**Task description**
Print the lines below verbatim, from the first one through the line that contains "111 58 L 118", and nothing else.

**Given records**
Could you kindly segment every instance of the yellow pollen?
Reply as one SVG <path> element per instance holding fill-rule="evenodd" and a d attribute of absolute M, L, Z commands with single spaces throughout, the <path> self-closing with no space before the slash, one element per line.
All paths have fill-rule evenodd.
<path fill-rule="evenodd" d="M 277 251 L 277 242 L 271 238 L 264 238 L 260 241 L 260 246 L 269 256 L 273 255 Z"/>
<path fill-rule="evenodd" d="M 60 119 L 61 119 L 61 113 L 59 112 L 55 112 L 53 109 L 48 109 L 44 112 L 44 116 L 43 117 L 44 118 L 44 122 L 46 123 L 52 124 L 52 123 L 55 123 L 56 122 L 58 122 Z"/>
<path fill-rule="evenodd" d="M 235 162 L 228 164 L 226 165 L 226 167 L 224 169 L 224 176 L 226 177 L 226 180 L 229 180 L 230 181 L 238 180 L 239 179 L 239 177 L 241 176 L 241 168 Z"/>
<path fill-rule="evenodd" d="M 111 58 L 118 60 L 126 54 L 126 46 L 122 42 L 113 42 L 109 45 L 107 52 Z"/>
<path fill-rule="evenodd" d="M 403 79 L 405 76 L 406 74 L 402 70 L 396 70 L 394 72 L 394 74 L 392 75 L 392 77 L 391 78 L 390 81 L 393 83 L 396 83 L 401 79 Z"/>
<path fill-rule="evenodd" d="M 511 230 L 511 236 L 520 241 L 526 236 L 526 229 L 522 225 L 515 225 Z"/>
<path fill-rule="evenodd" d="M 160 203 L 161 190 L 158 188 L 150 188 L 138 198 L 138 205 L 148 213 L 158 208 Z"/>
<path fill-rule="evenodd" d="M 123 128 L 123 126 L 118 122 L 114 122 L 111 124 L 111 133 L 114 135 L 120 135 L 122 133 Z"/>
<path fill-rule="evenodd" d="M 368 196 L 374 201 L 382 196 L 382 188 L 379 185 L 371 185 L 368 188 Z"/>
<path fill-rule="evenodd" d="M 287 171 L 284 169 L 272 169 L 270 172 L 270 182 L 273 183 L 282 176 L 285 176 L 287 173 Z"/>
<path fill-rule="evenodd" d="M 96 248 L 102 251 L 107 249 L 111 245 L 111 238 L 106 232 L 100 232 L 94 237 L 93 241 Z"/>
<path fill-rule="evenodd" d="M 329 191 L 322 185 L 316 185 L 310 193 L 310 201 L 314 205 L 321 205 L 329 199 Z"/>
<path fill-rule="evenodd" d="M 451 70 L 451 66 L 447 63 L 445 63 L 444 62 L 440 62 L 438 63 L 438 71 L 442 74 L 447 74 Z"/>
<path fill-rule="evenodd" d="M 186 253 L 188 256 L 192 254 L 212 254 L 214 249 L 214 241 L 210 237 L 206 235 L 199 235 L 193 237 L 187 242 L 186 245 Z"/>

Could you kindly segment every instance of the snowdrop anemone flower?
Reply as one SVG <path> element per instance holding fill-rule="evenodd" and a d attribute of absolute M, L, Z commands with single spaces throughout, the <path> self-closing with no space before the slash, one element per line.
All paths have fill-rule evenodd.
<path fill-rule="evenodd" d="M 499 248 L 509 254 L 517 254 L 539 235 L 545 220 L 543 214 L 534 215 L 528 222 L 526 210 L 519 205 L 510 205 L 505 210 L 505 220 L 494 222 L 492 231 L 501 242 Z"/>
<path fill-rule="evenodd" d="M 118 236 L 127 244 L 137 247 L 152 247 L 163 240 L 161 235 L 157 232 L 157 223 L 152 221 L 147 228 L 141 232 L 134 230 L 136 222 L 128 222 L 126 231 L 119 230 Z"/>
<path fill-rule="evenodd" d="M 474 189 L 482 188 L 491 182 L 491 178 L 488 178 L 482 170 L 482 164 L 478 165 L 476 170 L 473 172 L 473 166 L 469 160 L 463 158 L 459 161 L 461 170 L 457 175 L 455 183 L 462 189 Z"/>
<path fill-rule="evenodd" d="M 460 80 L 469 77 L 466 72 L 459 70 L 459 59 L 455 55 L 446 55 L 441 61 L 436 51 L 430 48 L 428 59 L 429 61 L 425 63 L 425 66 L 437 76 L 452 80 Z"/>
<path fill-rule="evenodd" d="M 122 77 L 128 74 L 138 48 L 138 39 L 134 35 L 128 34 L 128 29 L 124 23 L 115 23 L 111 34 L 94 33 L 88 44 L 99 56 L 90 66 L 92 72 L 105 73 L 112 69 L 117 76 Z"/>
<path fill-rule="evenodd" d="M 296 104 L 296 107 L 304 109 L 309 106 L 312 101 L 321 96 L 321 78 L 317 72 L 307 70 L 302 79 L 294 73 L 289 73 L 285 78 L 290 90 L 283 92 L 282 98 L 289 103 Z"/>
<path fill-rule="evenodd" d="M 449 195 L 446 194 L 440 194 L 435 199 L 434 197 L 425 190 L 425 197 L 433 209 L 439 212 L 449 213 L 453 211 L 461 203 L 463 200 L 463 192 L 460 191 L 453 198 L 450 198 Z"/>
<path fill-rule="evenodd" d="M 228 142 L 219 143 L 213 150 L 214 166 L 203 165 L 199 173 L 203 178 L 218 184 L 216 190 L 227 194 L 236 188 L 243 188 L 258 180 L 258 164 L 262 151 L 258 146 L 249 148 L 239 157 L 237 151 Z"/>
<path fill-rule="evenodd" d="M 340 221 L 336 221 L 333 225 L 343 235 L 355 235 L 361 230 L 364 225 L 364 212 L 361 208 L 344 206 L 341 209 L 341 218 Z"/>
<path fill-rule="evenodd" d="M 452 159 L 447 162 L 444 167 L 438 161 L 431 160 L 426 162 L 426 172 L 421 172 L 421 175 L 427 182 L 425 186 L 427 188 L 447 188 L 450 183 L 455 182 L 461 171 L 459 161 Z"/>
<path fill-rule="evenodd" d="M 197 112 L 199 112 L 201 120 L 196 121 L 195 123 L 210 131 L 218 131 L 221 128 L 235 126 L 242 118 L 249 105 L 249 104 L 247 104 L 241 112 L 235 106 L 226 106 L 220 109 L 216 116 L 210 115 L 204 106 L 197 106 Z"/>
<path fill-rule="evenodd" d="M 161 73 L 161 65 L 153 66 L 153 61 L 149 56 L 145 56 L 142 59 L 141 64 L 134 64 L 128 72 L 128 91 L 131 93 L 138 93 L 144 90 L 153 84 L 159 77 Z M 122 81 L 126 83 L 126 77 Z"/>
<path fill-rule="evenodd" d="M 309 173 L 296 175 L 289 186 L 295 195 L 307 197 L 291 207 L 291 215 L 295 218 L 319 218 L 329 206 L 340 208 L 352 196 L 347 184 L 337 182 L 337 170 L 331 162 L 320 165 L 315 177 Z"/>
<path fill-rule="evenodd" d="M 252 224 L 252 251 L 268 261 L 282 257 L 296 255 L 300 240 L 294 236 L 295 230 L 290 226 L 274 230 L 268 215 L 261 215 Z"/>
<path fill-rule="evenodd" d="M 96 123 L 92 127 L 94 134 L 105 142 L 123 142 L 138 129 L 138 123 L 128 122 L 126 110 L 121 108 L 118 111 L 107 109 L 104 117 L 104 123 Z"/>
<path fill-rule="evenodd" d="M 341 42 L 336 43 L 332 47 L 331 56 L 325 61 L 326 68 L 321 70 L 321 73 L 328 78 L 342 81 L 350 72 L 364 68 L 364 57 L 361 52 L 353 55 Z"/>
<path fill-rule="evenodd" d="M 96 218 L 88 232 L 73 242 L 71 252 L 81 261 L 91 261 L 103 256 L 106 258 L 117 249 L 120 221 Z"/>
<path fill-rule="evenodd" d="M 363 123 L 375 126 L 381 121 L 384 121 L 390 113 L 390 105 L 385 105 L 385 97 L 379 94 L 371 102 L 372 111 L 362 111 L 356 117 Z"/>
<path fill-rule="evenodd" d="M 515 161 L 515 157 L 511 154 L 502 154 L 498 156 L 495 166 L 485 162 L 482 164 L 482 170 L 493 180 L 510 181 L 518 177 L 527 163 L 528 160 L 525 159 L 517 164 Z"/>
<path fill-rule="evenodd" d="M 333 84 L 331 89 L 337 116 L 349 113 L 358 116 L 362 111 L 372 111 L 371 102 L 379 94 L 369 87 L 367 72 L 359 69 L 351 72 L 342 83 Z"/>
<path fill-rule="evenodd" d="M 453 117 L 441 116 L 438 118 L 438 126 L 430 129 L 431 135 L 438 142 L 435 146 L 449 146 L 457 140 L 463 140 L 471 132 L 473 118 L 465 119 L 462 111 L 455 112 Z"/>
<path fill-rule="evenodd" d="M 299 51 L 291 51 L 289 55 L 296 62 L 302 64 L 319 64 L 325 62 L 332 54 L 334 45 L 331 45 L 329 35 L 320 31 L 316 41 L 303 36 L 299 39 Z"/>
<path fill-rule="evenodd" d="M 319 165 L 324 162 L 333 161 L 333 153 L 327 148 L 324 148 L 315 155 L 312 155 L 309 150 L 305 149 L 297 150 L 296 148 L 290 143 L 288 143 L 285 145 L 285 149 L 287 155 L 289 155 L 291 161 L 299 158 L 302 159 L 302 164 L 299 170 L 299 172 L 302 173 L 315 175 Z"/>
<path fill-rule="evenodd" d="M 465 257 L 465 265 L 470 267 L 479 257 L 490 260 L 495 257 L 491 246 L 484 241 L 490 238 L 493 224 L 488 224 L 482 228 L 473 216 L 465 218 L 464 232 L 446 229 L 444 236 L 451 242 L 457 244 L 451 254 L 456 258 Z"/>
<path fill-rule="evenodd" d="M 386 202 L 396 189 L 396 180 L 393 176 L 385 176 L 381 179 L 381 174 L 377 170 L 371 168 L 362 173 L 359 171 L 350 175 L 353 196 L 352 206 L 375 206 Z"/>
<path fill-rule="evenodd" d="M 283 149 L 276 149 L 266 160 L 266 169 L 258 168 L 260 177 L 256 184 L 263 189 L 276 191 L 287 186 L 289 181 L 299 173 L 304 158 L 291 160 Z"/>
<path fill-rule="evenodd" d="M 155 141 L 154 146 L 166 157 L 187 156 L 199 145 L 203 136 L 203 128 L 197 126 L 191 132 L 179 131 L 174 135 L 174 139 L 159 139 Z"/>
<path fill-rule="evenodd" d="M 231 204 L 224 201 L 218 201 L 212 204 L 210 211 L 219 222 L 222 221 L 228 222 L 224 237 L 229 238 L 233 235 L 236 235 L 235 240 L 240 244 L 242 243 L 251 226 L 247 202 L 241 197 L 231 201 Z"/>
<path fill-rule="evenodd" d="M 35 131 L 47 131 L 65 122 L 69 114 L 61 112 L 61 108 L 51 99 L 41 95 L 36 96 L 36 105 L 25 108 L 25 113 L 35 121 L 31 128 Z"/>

**Written solution**
Could you kindly segment every instance of the yellow pollen?
Reply as one SVG <path> element per instance holding fill-rule="evenodd" and a d attribute of absolute M, L, Z commands with single spaces throughout, the <path> self-closing with no space before the slash, one element per line.
All paths have fill-rule evenodd.
<path fill-rule="evenodd" d="M 277 251 L 277 242 L 271 238 L 264 238 L 260 241 L 260 246 L 269 256 L 273 255 Z"/>
<path fill-rule="evenodd" d="M 60 119 L 61 119 L 61 113 L 59 112 L 55 112 L 53 109 L 48 109 L 44 112 L 44 116 L 43 117 L 44 118 L 44 122 L 46 123 L 52 124 L 52 123 L 55 123 L 56 122 L 58 122 Z"/>
<path fill-rule="evenodd" d="M 235 162 L 228 164 L 226 165 L 226 167 L 224 169 L 224 176 L 226 177 L 226 180 L 229 180 L 230 181 L 238 180 L 239 179 L 239 177 L 241 176 L 241 168 Z"/>
<path fill-rule="evenodd" d="M 111 58 L 118 60 L 126 54 L 126 46 L 122 42 L 113 42 L 109 45 L 107 52 Z"/>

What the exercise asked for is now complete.